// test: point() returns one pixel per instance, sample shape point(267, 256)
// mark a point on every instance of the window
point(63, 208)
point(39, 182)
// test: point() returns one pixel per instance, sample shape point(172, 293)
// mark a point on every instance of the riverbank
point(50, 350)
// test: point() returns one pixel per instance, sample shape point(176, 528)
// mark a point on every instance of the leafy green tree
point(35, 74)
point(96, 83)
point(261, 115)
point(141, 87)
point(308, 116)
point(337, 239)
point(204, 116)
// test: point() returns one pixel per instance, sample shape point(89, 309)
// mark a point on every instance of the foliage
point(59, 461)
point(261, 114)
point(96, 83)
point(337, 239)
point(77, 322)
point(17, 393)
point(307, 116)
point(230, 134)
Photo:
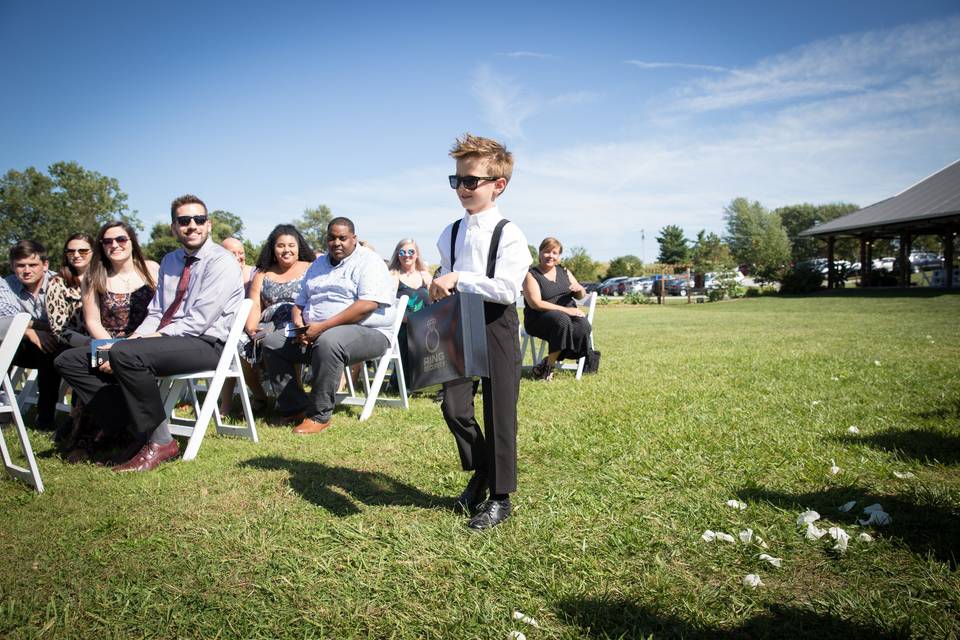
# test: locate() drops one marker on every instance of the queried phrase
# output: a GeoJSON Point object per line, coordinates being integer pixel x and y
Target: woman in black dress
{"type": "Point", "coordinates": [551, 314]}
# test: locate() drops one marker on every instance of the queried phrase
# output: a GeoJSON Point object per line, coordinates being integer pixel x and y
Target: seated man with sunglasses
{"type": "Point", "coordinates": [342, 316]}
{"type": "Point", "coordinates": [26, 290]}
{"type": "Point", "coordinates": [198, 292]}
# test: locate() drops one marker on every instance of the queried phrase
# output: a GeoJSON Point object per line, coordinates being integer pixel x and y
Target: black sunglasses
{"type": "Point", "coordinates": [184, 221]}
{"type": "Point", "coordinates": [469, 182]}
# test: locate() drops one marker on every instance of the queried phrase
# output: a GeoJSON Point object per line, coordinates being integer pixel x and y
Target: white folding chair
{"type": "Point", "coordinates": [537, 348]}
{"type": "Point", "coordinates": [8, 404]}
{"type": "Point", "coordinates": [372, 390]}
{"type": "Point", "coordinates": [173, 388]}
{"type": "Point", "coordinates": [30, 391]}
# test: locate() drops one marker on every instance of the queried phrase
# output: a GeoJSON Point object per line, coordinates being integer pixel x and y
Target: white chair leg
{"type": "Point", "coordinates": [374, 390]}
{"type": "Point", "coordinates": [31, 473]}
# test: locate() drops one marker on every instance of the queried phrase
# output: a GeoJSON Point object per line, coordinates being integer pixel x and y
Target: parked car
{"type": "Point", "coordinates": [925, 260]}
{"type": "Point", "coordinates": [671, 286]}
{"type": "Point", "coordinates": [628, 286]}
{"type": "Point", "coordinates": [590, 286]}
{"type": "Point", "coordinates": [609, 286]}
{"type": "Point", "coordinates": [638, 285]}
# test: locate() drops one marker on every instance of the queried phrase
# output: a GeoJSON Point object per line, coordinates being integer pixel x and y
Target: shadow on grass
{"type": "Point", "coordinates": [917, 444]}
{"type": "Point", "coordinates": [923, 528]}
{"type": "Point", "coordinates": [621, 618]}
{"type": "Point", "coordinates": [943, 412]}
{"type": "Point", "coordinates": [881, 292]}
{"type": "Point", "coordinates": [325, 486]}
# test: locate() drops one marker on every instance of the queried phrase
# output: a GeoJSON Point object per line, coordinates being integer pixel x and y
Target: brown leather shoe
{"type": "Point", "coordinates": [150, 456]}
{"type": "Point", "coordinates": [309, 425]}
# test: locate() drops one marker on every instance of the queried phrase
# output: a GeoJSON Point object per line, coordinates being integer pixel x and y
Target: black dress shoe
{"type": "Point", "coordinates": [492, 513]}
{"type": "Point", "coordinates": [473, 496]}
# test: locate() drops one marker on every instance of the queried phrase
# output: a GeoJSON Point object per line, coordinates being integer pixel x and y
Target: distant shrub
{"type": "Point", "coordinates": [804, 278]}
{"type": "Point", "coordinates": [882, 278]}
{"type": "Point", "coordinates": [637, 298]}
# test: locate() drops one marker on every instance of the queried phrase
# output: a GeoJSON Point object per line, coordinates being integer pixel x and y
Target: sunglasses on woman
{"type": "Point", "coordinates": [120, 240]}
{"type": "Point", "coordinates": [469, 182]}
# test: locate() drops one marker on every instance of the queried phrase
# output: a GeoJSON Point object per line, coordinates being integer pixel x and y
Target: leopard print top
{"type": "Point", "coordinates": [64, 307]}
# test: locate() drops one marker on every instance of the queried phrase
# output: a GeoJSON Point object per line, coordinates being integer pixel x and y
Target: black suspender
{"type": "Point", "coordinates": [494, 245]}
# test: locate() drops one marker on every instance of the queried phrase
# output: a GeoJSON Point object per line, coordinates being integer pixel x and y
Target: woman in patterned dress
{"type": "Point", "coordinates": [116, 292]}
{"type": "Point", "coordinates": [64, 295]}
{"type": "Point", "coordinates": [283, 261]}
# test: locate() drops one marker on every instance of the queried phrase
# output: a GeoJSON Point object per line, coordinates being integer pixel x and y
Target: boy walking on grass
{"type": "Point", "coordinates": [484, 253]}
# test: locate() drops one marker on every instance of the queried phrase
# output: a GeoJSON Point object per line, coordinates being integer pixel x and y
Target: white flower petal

Your objective:
The entries above need to be repeated in full, word for word. Skip the images.

Answer section:
// test: point() returns one pixel per instance, sample shape point(267, 256)
// mark a point on every instance of the window
point(63, 208)
point(39, 182)
// test: point() returns one pixel per instance, sample shape point(172, 293)
// mark a point on every instance of the riverbank
point(50, 350)
// test: point() returns one pixel per instance, sample shape point(176, 528)
// mark a point on every instance of the leafy green tree
point(35, 74)
point(96, 83)
point(261, 115)
point(141, 87)
point(308, 116)
point(337, 239)
point(204, 116)
// test: point() returns one pixel per instance, sample shape point(89, 309)
// mark a point on every instance of the foliage
point(59, 461)
point(261, 114)
point(96, 83)
point(337, 239)
point(77, 322)
point(17, 393)
point(307, 116)
point(230, 134)
Photo:
# test: locate() drops one marker on every instance of the queried phrase
# output: a GeoJSON Point object per line, coordinates being integer pixel x and y
Target: woman in black dress
{"type": "Point", "coordinates": [551, 314]}
# test: locate() drops one marker on every instance of the queried phrase
# output: a GeoJSON Point object per line, coordinates being integer pixel x and y
Target: seated man with sunglasses
{"type": "Point", "coordinates": [342, 316]}
{"type": "Point", "coordinates": [26, 290]}
{"type": "Point", "coordinates": [198, 292]}
# test: locate() drops one marker on every instance of the queried phrase
# output: a GeoJSON Point object per line, coordinates being integer pixel x and y
Target: black sunglasses
{"type": "Point", "coordinates": [184, 221]}
{"type": "Point", "coordinates": [469, 182]}
# test: locate() drops one marker on every instance of the queried phrase
# output: a GeoJSON Point object per line, coordinates being integer pixel x and y
Target: white folding chair
{"type": "Point", "coordinates": [537, 348]}
{"type": "Point", "coordinates": [8, 404]}
{"type": "Point", "coordinates": [372, 390]}
{"type": "Point", "coordinates": [173, 388]}
{"type": "Point", "coordinates": [30, 391]}
# test: locate() drops one marker on every instance of the queried phrase
# output: a GeoJSON Point object per line, coordinates being integer pixel x and y
Target: white chair leg
{"type": "Point", "coordinates": [374, 390]}
{"type": "Point", "coordinates": [31, 473]}
# test: locate() drops one marker on every instance of the queried phrase
# output: a GeoJSON Point object per line, coordinates being integer pixel x and y
Target: parked car
{"type": "Point", "coordinates": [925, 260]}
{"type": "Point", "coordinates": [671, 286]}
{"type": "Point", "coordinates": [628, 286]}
{"type": "Point", "coordinates": [590, 286]}
{"type": "Point", "coordinates": [609, 286]}
{"type": "Point", "coordinates": [638, 285]}
# test: locate() drops one marker on every instance of the queried phrase
# output: a GeoJSON Point object per line, coordinates being integer pixel x and y
Target: shadow on grass
{"type": "Point", "coordinates": [917, 444]}
{"type": "Point", "coordinates": [923, 528]}
{"type": "Point", "coordinates": [621, 618]}
{"type": "Point", "coordinates": [943, 412]}
{"type": "Point", "coordinates": [881, 292]}
{"type": "Point", "coordinates": [325, 486]}
# test: locate() drops one marker on every instance of the queried phrase
# output: a GeoJSON Point object per line, coordinates being integer pixel x and y
Target: brown leather shoe
{"type": "Point", "coordinates": [150, 456]}
{"type": "Point", "coordinates": [309, 425]}
# test: locate() drops one marker on every instance of the queried phrase
# output: a GeoJSON Point object per line, coordinates being integer pixel x and y
Target: black dress shoe
{"type": "Point", "coordinates": [492, 513]}
{"type": "Point", "coordinates": [473, 496]}
# test: locate() drops one marker on every instance of the queried phrase
# output: a GeoJSON Point object per line, coordinates being integer pixel x and y
Target: distant shrub
{"type": "Point", "coordinates": [804, 278]}
{"type": "Point", "coordinates": [882, 278]}
{"type": "Point", "coordinates": [637, 298]}
# test: locate() drops one marker on every instance of the queried phrase
# output: a GeoJSON Point object per line, coordinates being integer pixel x and y
Target: sunglasses on woman
{"type": "Point", "coordinates": [120, 240]}
{"type": "Point", "coordinates": [469, 182]}
# test: locate() drops one marker on every instance of the queried phrase
# output: a GeoJSON Point object per line, coordinates being integer pixel x and y
Target: leopard print top
{"type": "Point", "coordinates": [64, 307]}
# test: locate() drops one marker on every instance of the queried phrase
# output: a GeoJSON Point object per line, coordinates being integer pixel x and y
Target: black suspender
{"type": "Point", "coordinates": [494, 245]}
# test: locate() drops one marker on every instance of the queried phrase
# output: a GeoJSON Point object per line, coordinates being integer pixel x and y
Target: woman in patterned dress
{"type": "Point", "coordinates": [116, 292]}
{"type": "Point", "coordinates": [64, 295]}
{"type": "Point", "coordinates": [283, 261]}
# test: locate() drops one marker on every instance of the queried phrase
# output: a GeoJSON Point object per line, coordinates being integer pixel x and y
Target: boy walking on grass
{"type": "Point", "coordinates": [484, 253]}
# test: locate() drops one marker on every instance of the queried phrase
# output: a GeoJSON Point object per line, coordinates being integer pixel x and y
Target: white flower petal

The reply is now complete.